**Excerpt provided**

# Elk River Porno



## Flyfish Dog (Nov 6, 2007)

No need to wait for steels while I have the Elk! Here is some pictures from the past month.


----------



## Nick The Stick (May 29, 2009)

orvis streamline spey i think


----------



## Clayton (Oct 7, 2008)

Nice net 

And what sort of fly was that you were using? Quite pretty looking.

Oh, the fish were okay too


----------



## Fishaholic69 (Apr 6, 2007)

nice fish FFD!!! clayton hes using a classic streamer pattern but which one i cannot tell? hey FFD can ya post a pic and recipe of that classic fly?


----------



## Clayton (Oct 7, 2008)

hey FA, I like your sig, very informative. I also like beer 

But yeah, I'd love to see one of those streamers when it isn't so busy at work haha.


----------



## Fishaholic69 (Apr 6, 2007)

thanks man. I thought i seen pix of FFD's classic streamers somewhere. let me see if i can find a pic. if not i will message him and tell him to post it for ya.

ps. here is a few classics that i've seen him post over my way. hey FFD what one was it that u were using?


----------



## Flyfish Dog (Nov 6, 2007)

Thanks a lot FA!! HeHe! Yea thats the one on top, This is a Fire Tiger color pattern that made up I think last year or so and lately it's been on fire! Headed up to the Shavers yesterday and it slammed trouts everywhere and along with my EP minnow pattern until I lost everyone of them cause I was bummed with only having 5X tippet on me. 

Nick, the rod is a Scott ARC 6wt 11'9" pictured and the other one is DECHO 4wt spey rod. This rod is so sweet catching fish on and handle big hard chargers well.

BTW, I am in the works making Tube classic streamers this week for my next trip to the Elk prolly Wed or Thursday.


----------



## TheCream (Mar 19, 2009)

Awesome fish, FFD! That's one thing I have not seen yet anywhere in WV, a spey rod in use.


----------



## Flyfish Dog (Nov 6, 2007)

TheCream said:


> Awesome fish, FFD! That's one thing I have not seen yet anywhere in WV, a spey rod in use.


Yea, it's heck of a lot more fun with much longer rod and getting to other side of the pool is esay! I know of one other person that use one also around Huntington area but havent heard from him since last year though.


----------



## BigRed (Jun 19, 2008)

Now that's so damn nice fish porn! Great catches!

Thanks for sharing!


----------

**What is being asked**
According to Flyfish Dog in the Elk River forum thread, what is the rod that is pictured?

**Information supplied**
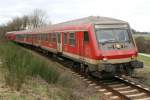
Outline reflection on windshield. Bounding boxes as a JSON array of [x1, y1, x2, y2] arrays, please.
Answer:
[[96, 29, 129, 43]]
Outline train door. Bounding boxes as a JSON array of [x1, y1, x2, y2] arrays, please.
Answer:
[[80, 31, 90, 61], [57, 33, 62, 52]]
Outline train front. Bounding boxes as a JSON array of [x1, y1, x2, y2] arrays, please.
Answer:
[[94, 23, 143, 75]]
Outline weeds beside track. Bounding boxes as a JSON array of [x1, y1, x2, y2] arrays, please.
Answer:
[[16, 42, 150, 100]]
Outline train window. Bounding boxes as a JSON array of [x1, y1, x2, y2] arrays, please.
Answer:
[[84, 31, 89, 42], [69, 33, 75, 46], [52, 33, 56, 42], [64, 33, 67, 44], [49, 33, 53, 42], [46, 34, 48, 41]]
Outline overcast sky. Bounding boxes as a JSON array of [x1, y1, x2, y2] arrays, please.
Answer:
[[0, 0, 150, 32]]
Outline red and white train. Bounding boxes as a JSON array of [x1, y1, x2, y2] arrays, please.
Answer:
[[6, 16, 143, 74]]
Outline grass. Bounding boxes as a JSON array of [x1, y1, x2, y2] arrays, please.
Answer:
[[0, 42, 59, 90]]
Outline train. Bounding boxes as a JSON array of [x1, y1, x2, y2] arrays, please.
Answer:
[[6, 16, 143, 76]]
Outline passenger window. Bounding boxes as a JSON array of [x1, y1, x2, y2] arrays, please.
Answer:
[[64, 33, 67, 44], [84, 31, 89, 42], [52, 33, 56, 42], [69, 33, 75, 46], [50, 33, 53, 42]]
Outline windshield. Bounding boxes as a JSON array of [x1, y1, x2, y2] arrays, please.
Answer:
[[96, 29, 129, 43]]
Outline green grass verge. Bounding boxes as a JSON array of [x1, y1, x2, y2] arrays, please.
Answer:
[[0, 42, 60, 90]]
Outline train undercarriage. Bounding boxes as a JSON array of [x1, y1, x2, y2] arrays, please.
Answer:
[[17, 43, 143, 78]]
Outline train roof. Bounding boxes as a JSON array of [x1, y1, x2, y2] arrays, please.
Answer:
[[55, 16, 127, 26], [7, 16, 127, 34]]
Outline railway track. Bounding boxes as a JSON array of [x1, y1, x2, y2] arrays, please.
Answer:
[[20, 44, 150, 100]]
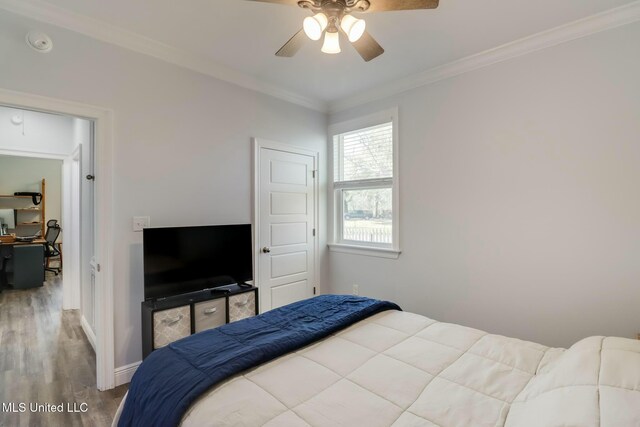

**Written solution**
A Scott ARC 6wt 11'9".